→ **PASSAGE SHOWN**
Now try doing that mechanically. Try being deceived into thinking that you can just check that box, knocked that out a year ago. No! When we begin to pray with the vision of God for what he’s called us to do, whether it’s running a business, or going to school, or working in the nursery, or greeting people in the lobby. Whatever he’s called us to do, when we have the eyes of God as to what that could be, truly seeing heart change, truly serving with worship, whatever our hands find to do, seeing multigenerational revival, we are aware of the fact that we need help.

God, I can’t do that.  If I’m just checking boxes, I can do that, but that is not what we’re praying for. We are praying for much more. We are longing for your Spirit to empower us to do what, at times, we may feel is quite mundane in a way that bears fruit that actually remains. Only God can do that.

So, what is it there? “Give your servant, therefore, an understanding mind to…” I don’t know how to, but I’m asking you to help me to…  Ask him to guide you there. Can you imagine what would happen if we, by his power, did what he’s called us to do every day, empowered by the Spirit?

Not only working with excellence, but asking God to provide divine encounters throughout our day, people we get to encourage, speak love to in the name of Jesus. We can’t manufacture that. He’s got to do that. And that’s what we’re praying for.

So, as you continue, I’d keep that out, and keep praying over that. Some of you can write that out because you know exactly, you knew when the message started what the Spirit of God has called you to do in 2019 and what help you need and how you’re crying out to God. Others of you may need to think about it for a while.

And we want to take time to do that together now. So, I want to pray, and then we’re going to respond with a song. The purpose is for us to get our eyes on the greatness and goodness of God because some of us pray too small because our view of God is way too small. So, Lord, kill the lies. Let us see your greatness and goodness. And as we gaze on his greatness and goodness, and then we see what he’s put in our path, what he’s called us to do in the day-to-day, he will guide us, even how to pray for the ability to do what he’s called us to do.

→ **WHAT THIS EXERCISE ASKS**
(1) Reproduce the sermon passage on prayer from "Now try doing" up to and including "can do that.".
(2) Render this sentence from the sermon passage on prayer into Spanish: "The purpose is for us to get our eyes on the greatness and goodness of God because some of us pray too small because our view of God is way too small."
(3) Carry the sermon passage on prayer forward from its last sentence.

→ **RECORDS PROVIDED**
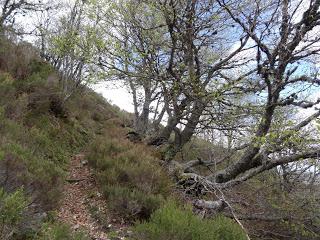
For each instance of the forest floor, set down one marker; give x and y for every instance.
(83, 206)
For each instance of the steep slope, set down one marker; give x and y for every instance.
(45, 190)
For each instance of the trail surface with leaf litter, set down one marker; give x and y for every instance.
(80, 195)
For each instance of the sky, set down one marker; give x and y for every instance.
(116, 95)
(119, 96)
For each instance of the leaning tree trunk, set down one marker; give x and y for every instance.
(250, 157)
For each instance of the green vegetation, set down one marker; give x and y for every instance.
(130, 176)
(12, 208)
(57, 231)
(174, 223)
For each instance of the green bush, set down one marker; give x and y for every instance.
(59, 231)
(174, 223)
(133, 181)
(131, 203)
(12, 207)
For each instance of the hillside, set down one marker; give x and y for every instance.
(45, 149)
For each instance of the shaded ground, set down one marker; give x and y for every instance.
(81, 195)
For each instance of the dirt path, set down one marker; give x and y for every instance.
(81, 194)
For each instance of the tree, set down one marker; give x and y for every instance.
(10, 9)
(69, 45)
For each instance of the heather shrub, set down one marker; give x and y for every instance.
(12, 208)
(177, 223)
(133, 182)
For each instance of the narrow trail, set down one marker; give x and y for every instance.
(80, 194)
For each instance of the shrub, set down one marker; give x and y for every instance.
(174, 223)
(12, 207)
(132, 180)
(131, 203)
(59, 231)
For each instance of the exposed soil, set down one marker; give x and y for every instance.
(81, 198)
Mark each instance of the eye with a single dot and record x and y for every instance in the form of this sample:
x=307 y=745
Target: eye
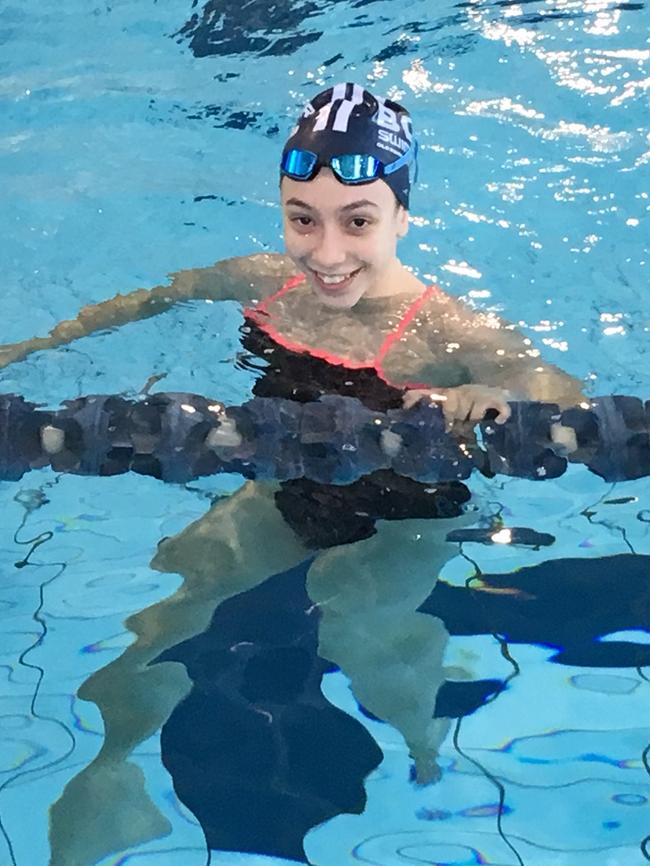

→ **WRITTEN ANSWERS**
(1)
Now try doing that mechanically. Try being deceived into thinking that you can just check that box, knocked that out a year ago. No! When we begin to pray with the vision of God for what he’s called us to do, whether it’s running a business, or going to school, or working in the nursery, or greeting people in the lobby. Whatever he’s called us to do, when we have the eyes of God as to what that could be, truly seeing heart change, truly serving with worship, whatever our hands find to do, seeing multigenerational revival, we are aware of the fact that we need help.

God, I can’t do that.  If I’m just checking boxes, I can do that, but that is not what we’re praying for. We are praying for much more. We are longing for your Spirit to empower us to do what, at times, we may feel is quite mundane in a way that bears fruit that actually remains. Only God can do that.

(2) El propósito es que pongamos nuestros ojos en la grandeza y la bondad de Dios, porque algunos de nosotros oramos de manera demasiado limitada, ya que nuestra visión de Dios es demasiado pequeña.

(3)
And then, after that first song I’ll come up, some of the elders will be up here, and while we continue to sing and pray, if the Spirit of God is speaking to your heart about a specific area, whether you can write it all out or not, a specific area where you say, “Lord, I just need wisdom, capacity, spiritual power, whatever it is. Some of us up here we would love more than anything just to join you in praying for that for 2019.  Maybe God has called you to a particularly difficult classroom in public school that you’re teaching and you’re like, “Lord, help me. I want to love these kids, and I want to I want to be effective as a teacher.

Or a challenging job that requires every brain cell you have and more. You say, “Lord, please. If you could give Bezalel intelligence beyond his native capacity, you can multiply brain cells in my head. You can enable me to do more than I could naturally do as I humble myself before you and seek your help and power.

So, feel free, whatever it is, whatever challenge you have before you this year, the purpose of this series is to begin our year, not just to end here, but to begin our year and continue with the trajectory that our eyes are locked in on God. He will enable us. He will give us what we don’t naturally have or can do.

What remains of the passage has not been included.